*** Opening Data to use ***

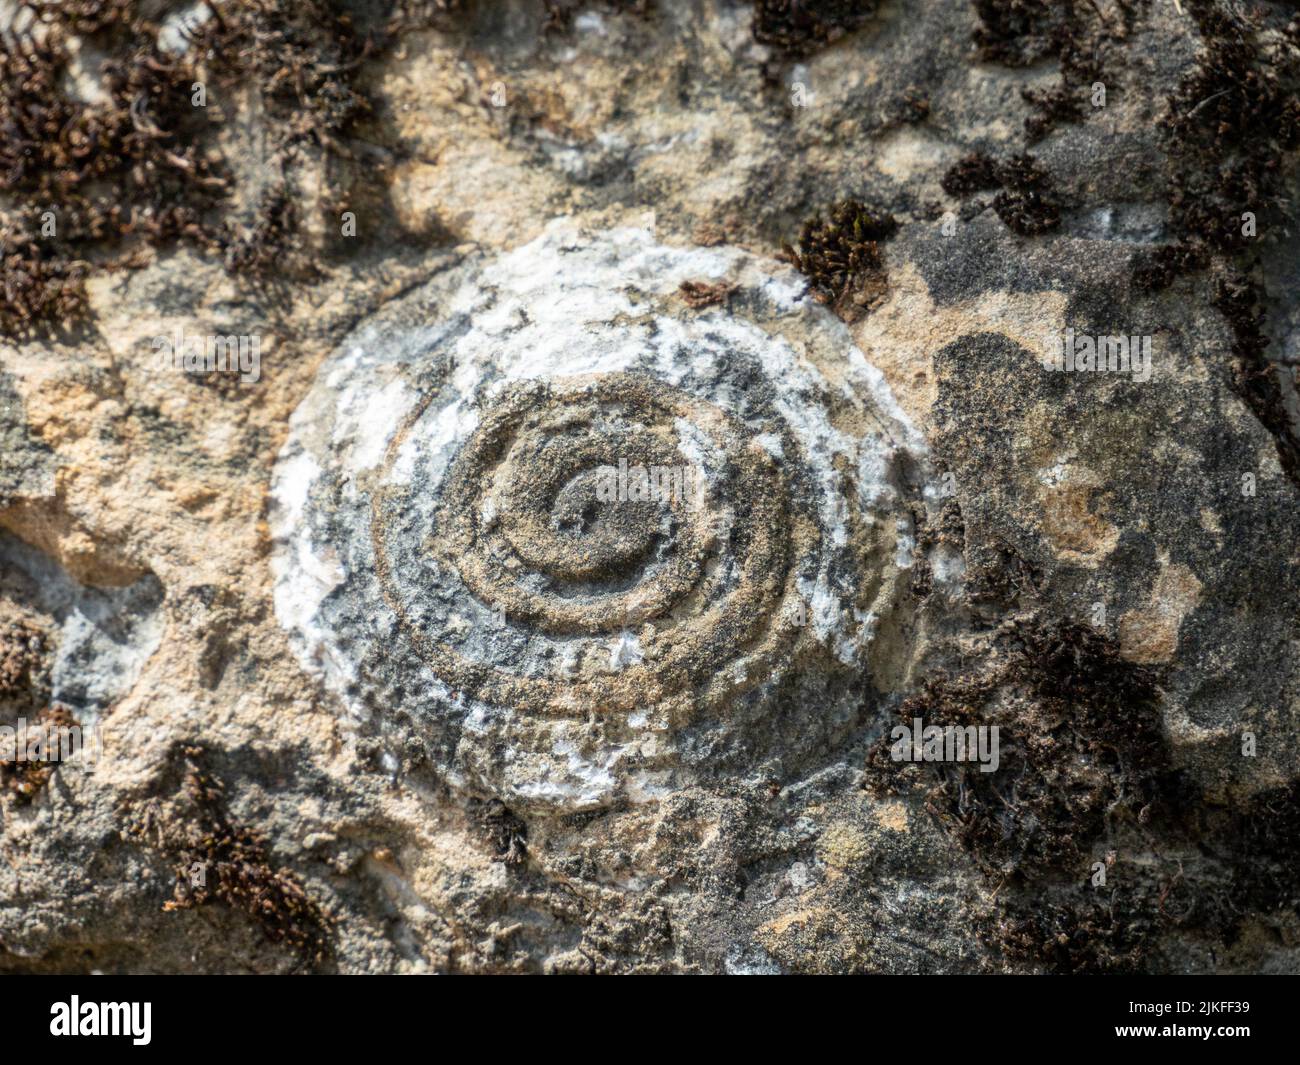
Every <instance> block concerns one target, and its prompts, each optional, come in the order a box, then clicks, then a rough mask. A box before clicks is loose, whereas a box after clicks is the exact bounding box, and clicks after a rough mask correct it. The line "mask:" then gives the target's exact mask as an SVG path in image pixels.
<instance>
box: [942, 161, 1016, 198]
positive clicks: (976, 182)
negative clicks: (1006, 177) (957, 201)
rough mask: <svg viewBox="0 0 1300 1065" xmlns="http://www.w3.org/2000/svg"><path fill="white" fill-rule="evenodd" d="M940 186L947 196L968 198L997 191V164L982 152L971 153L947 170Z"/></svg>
mask: <svg viewBox="0 0 1300 1065" xmlns="http://www.w3.org/2000/svg"><path fill="white" fill-rule="evenodd" d="M941 185H943V189H944V191H945V192H948V195H949V196H969V195H971V194H972V192H983V191H987V190H991V189H997V187H998V186H1000V185H1001V181H1000V179H998V177H997V164H996V163H995V161H993V160H992V159H989V157H988V156H987V155H984V153H983V152H972V153H971V155H967V156H965V157H962V159H959V160H958V161H957V163H954V164H953V165H952V166H949V168H948V173H946V174H944V179H943V182H941Z"/></svg>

*** Closing Data to use ***

> [Instructions to follow] Set all of the records down once more, letter for letter, with the images removed.

> [Task response]
Every <instance> block concerns one target, and its prompts, each optional, come in the order a box, then clicks, then a rough mask. A box before clicks is loose, whereas a box after clicks is the exact bounding box, and clicks after a rough mask correct it. The line "mask:" then gives the target's exact mask as an SVG path in image pixels.
<instance>
box: [942, 161, 1016, 198]
positive clicks: (976, 182)
negative clicks: (1006, 177) (957, 201)
rough mask: <svg viewBox="0 0 1300 1065" xmlns="http://www.w3.org/2000/svg"><path fill="white" fill-rule="evenodd" d="M940 186L947 196L968 198L997 191V164L982 152L971 153L947 170Z"/></svg>
mask: <svg viewBox="0 0 1300 1065" xmlns="http://www.w3.org/2000/svg"><path fill="white" fill-rule="evenodd" d="M941 185H943V189H944V191H945V192H948V195H949V196H969V195H971V194H972V192H983V191H987V190H991V189H997V187H998V186H1000V185H1001V181H1000V179H998V177H997V164H996V163H995V161H993V160H992V159H989V157H988V156H987V155H984V153H983V152H972V153H971V155H967V156H965V157H962V159H959V160H958V161H957V163H954V164H953V165H952V166H949V168H948V173H946V174H944V179H943V182H941Z"/></svg>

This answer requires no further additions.